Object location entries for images
####
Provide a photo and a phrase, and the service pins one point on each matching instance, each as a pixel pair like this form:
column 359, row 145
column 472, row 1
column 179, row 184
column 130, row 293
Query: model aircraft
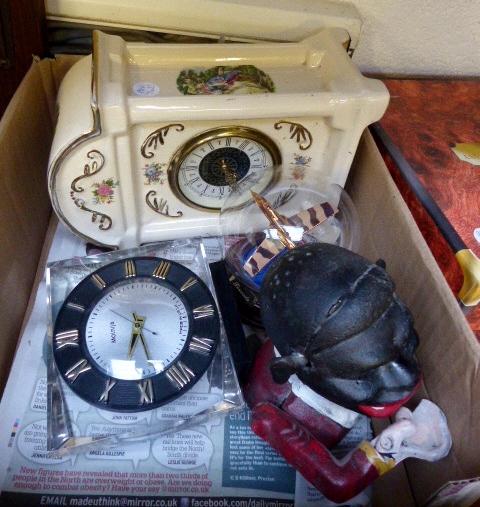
####
The problem.
Copy every item above word for word, line by line, and leave the pictures out of your copy.

Written answer.
Provide a photo and a phrase, and the service pins one point on each matching instance, each as a pixel pair like this form:
column 359, row 145
column 472, row 1
column 179, row 184
column 130, row 293
Query: model aircraft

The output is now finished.